Traduit de l’italien par Karl et Rosa - Bellaciao

http://www.ilmanifesto.it/Quotidiano-archivio/19-Ottobre-2004/art89.html

Messages

  • L’article ne mentionne pas que CHOMSKY SOUTIENT KERRY.
    Mais oui ! et ses raisons sont intéressantes (on peut les trouver sur le site de l’International Socialist Review, sept. oct )
    En voici un extrait ( sorry je n’ai pas le temps de traduire)

    question :
    Every four years Americans, those who vote, are faced with what is often called the lesser of two evils as their presidential options. Dave Dellinger, who passed away in May, used to call it "the evil of two lessers." You say that there is "a fraction" of difference between George Bush and John Kerry. And this raised some eyebrows. I heard, "It sounds like Chomsky is coming out for Kerry." Could you expand on your position.

    answer :
    There are differences. They have different constituencies. There are different groups of people around them. On international affairs I wouldn’t expect any major policy changes. It would probably be more like back to the Clinton years, when you have sort of the same policies, but more modulated, not so brazen and aggressive, less violent. And I would expect a kind of return to that.

    On domestic issues there could be a fairly significant difference–it’s not huge–but different in its outcomes. The group around Bush are real fanatics. They’re quite open. They’re not hiding it ; you can’t accuse them of that. They want to destroy the whole array of progressive achievements of the past century. They’ve already more or less gotten rid of progressive income tax. They’re trying to destroy the limited medical care system. The new pharmaceutical bill is a step towards that. They’re going after Social Security. They probably will go after schools. They do not want a small government, any more than Reagan did. They want a huge government, and massively intrusive. They hate free markets. But they want it to work for the rich. The Kerry people will do something not fantastically different, but less so. They have a different constituency to appeal to, and they are much more likely to protect some limited form of benefits for the general population.

::::::::

▸ **TASKS FOR THIS EXERCISE**
(a) In the Chomsky excerpt, list each domestic program or policy that the answer says the group around Bush has gotten rid of, is trying to destroy, or is going after or will probably go after.
(b) Extend the Chomsky excerpt, picking up right after its final sentence.
The records are not needed for anything here.

▸ **INFORMATION PROVIDED**
::::::::

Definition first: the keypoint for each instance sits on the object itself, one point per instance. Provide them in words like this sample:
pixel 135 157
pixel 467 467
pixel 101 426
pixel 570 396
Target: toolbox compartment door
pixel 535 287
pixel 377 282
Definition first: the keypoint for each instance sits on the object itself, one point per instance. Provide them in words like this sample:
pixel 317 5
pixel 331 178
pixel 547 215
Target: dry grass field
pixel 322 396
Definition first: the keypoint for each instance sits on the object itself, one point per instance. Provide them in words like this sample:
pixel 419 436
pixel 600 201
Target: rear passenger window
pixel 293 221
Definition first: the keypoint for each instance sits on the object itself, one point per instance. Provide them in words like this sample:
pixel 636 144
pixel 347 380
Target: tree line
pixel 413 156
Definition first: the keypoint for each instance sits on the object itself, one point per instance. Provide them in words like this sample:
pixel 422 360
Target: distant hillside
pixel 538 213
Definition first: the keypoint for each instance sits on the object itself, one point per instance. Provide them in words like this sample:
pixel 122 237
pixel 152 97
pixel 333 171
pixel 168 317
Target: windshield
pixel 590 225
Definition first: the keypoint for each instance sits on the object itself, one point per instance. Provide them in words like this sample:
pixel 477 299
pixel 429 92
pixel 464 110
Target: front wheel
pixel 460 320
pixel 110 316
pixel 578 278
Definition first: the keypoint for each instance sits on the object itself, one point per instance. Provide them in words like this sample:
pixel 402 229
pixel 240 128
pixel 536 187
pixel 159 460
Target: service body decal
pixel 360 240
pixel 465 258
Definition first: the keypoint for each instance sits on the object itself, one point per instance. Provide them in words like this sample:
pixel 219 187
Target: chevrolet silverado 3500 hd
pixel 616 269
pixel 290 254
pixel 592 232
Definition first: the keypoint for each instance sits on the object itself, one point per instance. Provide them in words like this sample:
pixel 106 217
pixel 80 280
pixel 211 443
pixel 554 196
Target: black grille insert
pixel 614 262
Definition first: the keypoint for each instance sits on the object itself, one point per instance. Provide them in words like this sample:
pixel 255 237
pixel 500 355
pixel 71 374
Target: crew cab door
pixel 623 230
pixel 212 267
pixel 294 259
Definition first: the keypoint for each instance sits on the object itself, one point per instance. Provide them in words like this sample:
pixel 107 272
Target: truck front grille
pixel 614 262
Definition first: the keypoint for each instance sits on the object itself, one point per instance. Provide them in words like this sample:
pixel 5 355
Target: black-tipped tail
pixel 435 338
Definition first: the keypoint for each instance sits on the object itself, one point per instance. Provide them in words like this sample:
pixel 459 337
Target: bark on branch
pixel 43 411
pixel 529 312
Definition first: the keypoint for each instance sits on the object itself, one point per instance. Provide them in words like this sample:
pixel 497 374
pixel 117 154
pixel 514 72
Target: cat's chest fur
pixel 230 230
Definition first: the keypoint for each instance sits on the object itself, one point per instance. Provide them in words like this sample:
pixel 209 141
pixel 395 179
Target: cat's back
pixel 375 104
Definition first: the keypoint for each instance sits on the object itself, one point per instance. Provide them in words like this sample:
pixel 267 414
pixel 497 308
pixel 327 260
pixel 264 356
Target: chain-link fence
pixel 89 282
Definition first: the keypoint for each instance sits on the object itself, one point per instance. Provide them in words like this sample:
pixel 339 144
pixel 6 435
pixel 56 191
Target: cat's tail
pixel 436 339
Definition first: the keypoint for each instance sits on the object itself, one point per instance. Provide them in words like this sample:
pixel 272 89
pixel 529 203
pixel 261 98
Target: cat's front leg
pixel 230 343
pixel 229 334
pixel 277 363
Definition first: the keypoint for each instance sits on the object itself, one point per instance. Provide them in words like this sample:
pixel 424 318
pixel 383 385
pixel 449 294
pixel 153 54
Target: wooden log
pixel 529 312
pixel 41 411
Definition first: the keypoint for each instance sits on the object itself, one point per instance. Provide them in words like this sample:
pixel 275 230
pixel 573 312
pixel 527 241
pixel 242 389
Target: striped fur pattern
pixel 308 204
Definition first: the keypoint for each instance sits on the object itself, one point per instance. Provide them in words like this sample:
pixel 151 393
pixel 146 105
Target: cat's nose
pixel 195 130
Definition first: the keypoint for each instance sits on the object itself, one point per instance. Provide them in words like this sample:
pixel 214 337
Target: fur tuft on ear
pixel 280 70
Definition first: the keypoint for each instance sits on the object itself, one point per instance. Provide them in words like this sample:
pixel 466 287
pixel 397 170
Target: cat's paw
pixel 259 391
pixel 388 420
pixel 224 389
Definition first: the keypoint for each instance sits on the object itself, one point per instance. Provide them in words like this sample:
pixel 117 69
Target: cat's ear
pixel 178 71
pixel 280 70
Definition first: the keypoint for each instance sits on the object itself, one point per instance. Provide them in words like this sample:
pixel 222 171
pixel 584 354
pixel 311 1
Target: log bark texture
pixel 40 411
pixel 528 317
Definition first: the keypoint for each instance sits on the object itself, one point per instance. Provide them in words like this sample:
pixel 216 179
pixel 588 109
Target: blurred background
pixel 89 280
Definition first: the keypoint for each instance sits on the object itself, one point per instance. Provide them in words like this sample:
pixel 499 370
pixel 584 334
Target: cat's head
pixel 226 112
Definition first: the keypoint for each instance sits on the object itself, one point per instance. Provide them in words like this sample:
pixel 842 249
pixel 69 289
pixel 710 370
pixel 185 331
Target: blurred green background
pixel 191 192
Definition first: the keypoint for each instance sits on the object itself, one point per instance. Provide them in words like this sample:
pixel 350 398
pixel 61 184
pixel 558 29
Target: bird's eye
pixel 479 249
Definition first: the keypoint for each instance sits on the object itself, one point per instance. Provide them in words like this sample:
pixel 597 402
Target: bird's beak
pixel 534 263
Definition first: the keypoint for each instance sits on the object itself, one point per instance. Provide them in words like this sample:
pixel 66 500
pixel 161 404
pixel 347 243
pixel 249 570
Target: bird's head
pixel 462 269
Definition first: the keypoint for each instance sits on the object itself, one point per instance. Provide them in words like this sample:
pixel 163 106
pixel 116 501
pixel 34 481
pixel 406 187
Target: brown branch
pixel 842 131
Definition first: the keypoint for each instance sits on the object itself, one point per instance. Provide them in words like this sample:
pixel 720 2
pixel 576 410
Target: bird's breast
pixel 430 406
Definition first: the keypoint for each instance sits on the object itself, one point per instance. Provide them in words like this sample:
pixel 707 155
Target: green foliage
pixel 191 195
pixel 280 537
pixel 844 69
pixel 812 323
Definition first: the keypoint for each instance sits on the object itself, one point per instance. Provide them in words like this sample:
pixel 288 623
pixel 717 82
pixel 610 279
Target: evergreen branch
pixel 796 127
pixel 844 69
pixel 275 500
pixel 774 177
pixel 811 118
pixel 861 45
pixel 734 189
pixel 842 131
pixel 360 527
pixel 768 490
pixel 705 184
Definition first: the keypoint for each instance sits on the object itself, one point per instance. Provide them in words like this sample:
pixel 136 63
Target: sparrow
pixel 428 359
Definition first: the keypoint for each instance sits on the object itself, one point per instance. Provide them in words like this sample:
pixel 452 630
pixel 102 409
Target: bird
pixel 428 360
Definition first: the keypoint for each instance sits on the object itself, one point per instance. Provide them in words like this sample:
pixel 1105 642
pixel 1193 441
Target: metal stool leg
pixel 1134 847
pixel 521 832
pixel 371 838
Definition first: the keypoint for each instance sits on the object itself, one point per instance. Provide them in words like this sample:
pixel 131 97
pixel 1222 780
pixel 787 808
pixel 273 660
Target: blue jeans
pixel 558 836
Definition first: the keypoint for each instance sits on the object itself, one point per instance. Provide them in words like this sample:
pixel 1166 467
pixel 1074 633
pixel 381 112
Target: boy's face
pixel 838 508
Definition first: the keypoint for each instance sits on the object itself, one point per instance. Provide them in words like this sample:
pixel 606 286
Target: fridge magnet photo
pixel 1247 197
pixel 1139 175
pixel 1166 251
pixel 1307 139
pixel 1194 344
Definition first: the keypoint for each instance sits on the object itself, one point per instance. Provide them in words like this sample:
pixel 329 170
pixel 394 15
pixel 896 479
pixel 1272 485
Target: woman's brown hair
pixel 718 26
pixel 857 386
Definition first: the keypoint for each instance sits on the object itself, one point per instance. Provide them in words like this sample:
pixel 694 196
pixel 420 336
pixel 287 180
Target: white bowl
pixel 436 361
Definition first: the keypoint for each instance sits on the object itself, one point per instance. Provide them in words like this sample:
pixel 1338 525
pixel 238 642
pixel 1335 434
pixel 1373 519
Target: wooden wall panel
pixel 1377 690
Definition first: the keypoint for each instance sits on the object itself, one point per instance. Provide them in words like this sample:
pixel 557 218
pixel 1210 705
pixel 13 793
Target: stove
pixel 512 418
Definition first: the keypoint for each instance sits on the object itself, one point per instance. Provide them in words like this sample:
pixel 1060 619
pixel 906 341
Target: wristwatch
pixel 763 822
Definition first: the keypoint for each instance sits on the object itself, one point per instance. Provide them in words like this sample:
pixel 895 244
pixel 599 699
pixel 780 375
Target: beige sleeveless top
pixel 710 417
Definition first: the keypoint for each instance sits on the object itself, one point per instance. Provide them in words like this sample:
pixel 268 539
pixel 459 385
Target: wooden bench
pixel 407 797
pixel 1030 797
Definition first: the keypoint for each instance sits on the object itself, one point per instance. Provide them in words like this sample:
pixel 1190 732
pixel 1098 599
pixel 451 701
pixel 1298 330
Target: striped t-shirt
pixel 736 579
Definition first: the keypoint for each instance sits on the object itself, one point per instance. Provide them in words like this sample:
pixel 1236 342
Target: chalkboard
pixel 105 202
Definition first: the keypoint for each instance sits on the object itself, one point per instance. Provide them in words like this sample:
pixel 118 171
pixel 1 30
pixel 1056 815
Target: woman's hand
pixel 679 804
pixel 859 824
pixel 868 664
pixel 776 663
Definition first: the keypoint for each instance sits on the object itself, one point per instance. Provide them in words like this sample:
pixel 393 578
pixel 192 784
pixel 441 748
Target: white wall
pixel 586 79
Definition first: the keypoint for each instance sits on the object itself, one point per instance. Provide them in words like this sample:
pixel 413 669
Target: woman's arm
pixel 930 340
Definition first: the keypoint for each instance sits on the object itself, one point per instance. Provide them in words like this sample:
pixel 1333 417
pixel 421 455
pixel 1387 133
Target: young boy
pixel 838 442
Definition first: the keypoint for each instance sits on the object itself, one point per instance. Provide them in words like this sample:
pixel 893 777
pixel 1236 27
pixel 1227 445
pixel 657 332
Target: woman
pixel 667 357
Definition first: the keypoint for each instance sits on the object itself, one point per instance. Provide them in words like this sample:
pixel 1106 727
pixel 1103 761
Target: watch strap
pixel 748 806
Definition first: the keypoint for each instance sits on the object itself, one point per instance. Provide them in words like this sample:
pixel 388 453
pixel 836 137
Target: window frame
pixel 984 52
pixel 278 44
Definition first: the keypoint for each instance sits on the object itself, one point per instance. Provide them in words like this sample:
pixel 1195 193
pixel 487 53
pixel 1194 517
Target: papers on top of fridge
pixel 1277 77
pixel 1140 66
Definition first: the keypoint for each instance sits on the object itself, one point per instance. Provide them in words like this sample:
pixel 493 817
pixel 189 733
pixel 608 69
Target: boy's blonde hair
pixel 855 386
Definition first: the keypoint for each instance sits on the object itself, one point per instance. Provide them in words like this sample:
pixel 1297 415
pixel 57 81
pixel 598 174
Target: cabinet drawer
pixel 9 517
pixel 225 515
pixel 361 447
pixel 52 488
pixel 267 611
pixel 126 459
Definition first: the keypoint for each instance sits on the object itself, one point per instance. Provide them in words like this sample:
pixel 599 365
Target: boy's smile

::::::::

▸ **LIST OF ANSWERS**
(a)
- Progressive income tax
- The limited medical care system
- Social Security
- Schools

(b)
    There are other differences. The popular constituency of the Bush people, a large part of it, is the extremist fundamentalist religious sector in the country, which is huge. There is nothing like it in any other industrial country. And they have to keep throwing them red meat to keep them in line. While they’re shafting them in their economic and social policies, you’ve got to make them think you’re doing something for them. And throwing red meat to that constituency is very dangerous for the world, because it means violence and aggression, but also for the country, because it means harming civil liberties in a serious way. The Kerry people don’t have that constituency. They would like to have it, but they’re never going to appeal to it much. They have to appeal somehow to working people, women, minorities, and others, and that makes a difference.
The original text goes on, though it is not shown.